Direction:
Filter the data below, keeping only the lines that contain the string "stem", and copy each of those lines.

Task inputs:
::::
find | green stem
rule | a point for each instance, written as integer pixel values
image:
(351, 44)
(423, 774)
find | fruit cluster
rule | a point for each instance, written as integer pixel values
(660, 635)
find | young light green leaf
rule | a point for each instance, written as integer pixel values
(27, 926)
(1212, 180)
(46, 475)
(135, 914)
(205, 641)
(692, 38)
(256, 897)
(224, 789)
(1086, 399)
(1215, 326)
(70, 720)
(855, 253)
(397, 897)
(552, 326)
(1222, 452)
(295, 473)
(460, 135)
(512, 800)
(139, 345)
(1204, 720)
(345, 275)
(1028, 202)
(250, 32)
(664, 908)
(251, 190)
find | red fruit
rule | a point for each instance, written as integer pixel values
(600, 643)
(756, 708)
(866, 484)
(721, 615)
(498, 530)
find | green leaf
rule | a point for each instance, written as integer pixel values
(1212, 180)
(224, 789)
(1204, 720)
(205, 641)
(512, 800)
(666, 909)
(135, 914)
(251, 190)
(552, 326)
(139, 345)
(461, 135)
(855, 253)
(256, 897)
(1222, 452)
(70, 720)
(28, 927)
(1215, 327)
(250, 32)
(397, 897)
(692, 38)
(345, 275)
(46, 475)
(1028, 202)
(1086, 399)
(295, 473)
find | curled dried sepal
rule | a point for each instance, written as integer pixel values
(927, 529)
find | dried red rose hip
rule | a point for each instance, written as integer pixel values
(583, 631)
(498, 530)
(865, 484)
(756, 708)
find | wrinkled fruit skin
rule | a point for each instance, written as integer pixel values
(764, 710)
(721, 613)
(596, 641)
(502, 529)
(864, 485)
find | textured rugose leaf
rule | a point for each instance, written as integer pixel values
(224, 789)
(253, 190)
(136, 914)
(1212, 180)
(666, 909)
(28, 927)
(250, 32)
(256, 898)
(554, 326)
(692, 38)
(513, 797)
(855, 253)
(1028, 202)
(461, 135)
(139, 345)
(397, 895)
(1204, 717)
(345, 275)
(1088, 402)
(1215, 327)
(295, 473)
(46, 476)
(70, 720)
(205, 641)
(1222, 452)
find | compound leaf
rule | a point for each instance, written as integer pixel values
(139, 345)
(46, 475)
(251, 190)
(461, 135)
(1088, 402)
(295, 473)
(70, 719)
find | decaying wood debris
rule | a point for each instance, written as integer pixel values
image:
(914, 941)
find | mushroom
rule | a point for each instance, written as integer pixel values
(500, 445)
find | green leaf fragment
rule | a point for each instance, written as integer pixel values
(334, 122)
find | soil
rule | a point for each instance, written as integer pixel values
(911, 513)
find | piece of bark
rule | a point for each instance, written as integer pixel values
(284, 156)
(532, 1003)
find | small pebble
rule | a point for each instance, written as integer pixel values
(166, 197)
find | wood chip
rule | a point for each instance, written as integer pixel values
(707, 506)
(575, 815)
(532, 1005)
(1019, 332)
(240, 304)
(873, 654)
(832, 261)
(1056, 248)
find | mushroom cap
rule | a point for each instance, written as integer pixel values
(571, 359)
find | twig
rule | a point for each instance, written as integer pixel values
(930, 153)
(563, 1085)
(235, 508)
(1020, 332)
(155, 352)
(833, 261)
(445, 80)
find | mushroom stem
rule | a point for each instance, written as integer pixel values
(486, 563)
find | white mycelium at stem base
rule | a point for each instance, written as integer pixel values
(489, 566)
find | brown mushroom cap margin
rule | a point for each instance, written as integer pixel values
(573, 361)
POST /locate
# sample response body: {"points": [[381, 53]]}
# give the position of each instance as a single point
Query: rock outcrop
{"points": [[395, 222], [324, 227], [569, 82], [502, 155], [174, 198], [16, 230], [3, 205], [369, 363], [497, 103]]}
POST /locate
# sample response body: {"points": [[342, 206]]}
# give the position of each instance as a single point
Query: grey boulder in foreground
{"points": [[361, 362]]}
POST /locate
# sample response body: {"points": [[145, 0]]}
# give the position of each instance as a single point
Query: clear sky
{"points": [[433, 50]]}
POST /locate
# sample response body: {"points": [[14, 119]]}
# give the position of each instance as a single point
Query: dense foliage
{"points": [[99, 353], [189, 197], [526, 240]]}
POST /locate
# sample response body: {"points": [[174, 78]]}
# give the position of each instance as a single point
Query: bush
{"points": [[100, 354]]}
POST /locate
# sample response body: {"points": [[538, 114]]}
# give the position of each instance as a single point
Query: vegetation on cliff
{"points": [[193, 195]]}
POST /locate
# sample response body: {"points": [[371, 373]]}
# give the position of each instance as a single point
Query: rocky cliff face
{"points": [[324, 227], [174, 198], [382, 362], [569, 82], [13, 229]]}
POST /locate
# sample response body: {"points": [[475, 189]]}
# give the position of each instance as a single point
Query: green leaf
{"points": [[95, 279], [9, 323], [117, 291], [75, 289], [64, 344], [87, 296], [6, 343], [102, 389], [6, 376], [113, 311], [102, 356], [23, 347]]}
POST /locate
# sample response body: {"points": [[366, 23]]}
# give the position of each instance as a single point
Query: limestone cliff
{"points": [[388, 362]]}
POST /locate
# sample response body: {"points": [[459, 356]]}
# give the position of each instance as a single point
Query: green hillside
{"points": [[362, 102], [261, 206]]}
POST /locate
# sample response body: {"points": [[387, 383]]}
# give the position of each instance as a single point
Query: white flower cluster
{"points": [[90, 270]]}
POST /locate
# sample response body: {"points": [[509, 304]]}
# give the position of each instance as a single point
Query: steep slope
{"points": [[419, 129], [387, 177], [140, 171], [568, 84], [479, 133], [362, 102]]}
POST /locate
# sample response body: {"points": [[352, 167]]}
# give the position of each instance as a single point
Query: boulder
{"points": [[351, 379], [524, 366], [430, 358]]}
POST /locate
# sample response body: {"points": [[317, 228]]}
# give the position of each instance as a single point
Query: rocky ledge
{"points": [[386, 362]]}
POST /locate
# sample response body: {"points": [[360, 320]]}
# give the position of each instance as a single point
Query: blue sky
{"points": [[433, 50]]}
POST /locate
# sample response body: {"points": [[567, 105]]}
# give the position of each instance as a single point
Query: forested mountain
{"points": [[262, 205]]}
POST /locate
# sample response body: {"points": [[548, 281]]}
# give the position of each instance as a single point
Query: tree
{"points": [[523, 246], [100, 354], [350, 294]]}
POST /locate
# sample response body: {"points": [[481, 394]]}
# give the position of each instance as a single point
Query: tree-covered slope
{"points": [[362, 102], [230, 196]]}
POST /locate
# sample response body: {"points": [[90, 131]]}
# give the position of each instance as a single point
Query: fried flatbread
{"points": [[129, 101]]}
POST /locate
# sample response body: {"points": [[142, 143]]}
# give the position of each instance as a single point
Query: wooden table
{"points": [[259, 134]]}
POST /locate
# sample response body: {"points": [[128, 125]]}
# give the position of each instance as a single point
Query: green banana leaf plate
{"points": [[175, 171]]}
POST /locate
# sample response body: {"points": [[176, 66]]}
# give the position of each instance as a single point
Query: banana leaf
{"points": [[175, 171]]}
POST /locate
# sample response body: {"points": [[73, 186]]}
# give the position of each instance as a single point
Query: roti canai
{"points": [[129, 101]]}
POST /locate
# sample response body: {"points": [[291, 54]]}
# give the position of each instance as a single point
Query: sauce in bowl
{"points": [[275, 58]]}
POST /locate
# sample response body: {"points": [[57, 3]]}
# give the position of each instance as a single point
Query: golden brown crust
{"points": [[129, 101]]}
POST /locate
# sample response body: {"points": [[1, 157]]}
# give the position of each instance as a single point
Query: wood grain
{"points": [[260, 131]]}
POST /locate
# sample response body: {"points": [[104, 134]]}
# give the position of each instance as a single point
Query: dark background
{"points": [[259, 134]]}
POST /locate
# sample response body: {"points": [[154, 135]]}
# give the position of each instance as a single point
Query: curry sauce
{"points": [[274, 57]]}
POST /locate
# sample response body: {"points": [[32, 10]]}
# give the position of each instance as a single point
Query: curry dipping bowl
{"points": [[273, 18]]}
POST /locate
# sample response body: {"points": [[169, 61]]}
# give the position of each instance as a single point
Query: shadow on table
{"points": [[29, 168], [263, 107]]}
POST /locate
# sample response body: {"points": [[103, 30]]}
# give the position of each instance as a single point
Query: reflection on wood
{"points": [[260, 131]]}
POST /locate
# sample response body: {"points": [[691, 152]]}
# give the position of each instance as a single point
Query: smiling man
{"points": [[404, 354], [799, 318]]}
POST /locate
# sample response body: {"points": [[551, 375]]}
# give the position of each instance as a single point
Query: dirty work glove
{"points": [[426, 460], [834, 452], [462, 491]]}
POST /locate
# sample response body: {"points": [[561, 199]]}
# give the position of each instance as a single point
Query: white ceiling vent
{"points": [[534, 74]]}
::::
The reply:
find | green stem
find | mushroom stem
find | white mycelium at stem base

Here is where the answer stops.